* [Dataset extract]
—————

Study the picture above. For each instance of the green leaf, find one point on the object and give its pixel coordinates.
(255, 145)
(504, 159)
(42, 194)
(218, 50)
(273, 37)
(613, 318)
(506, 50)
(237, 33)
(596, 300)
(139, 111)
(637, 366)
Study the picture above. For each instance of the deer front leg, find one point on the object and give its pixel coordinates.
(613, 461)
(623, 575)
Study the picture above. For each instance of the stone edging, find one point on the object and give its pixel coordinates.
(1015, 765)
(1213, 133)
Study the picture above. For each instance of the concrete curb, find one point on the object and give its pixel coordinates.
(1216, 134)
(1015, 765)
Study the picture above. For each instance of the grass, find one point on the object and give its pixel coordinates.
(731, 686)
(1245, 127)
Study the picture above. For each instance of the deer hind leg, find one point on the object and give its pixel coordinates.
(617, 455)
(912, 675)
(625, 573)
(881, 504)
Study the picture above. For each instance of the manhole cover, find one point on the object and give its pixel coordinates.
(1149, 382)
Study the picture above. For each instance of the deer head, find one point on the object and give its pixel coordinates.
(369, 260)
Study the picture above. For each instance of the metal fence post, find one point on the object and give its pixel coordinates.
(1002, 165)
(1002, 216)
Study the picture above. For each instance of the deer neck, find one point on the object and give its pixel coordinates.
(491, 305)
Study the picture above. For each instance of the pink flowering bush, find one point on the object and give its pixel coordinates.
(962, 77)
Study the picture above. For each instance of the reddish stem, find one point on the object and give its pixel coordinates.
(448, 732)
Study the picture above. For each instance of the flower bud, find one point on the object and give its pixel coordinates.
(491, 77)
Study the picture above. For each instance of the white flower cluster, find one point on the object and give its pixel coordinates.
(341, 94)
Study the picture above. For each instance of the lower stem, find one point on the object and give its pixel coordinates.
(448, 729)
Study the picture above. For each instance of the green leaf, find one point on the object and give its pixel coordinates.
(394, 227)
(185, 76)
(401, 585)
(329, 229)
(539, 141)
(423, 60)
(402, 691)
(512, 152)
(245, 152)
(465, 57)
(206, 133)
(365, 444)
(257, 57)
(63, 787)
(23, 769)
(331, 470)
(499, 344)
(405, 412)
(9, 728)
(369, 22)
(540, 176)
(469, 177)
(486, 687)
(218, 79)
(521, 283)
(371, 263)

—————

* [Instructions to follow] Retype all of the material, keeping each line exact.

* [Answer for this exercise]
Study the picture above. For each instance of the green leaf, find one point on the object and give its pixel coordinates.
(255, 145)
(504, 159)
(42, 194)
(218, 50)
(273, 37)
(613, 318)
(506, 50)
(237, 33)
(596, 300)
(139, 111)
(637, 366)
Study the picture above. For each instance of the deer front leg, find one point on the object and give its pixel coordinates.
(613, 461)
(623, 575)
Study the picture above. For each instance of the stone edging, find one point on the object and give its pixel coordinates.
(1015, 765)
(1213, 133)
Study the picture above. For each instance of the concrete curb, find one point on the object and give its pixel coordinates.
(1216, 134)
(1015, 765)
Study the picture above. For each instance of the grass, find one point on the object and give its pixel coordinates.
(731, 686)
(1245, 127)
Study the picture above. For each instance of the deer hind leg, find one point on the object and give its pixel coordinates.
(617, 455)
(912, 675)
(625, 573)
(881, 504)
Study the picture above. For each instance of the manhole cover, find one point on the object and give its pixel coordinates.
(1149, 382)
Study the picture above. For each instance of the deer head, find one point on the object and give its pixel coordinates.
(369, 260)
Study the picture above. For each instance of the metal fence post, find one point on the object and give its pixel coordinates.
(1002, 165)
(1002, 216)
Study the picture above. For each instance of the deer neck, find one point on the object and give its pixel coordinates.
(491, 305)
Study the picture above. For each instance of the pink flowering bush, find one point on the object and give its pixel coordinates.
(962, 77)
Study the picture above. For each instance of the reddish stem, find one point on the object and give its pixel coordinates.
(448, 732)
Study the picture above. For each instance of the flower bud, find one point on the object and give its pixel coordinates.
(491, 77)
Study the picture above. For each instance of the white flower cluster, find one point on the object and give its pixel coordinates.
(341, 94)
Study the picture above. For each instance of the lower stem, find one point on the object and give its pixel coordinates.
(448, 729)
Study the picture above. For each instance of the green leaf, find one point on the object and give its pixel coordinates.
(394, 227)
(185, 76)
(401, 585)
(329, 229)
(539, 141)
(423, 60)
(402, 691)
(512, 152)
(245, 152)
(465, 57)
(206, 133)
(365, 444)
(257, 57)
(63, 787)
(23, 769)
(331, 470)
(499, 344)
(405, 412)
(9, 728)
(369, 22)
(540, 176)
(469, 177)
(486, 687)
(218, 79)
(521, 283)
(371, 263)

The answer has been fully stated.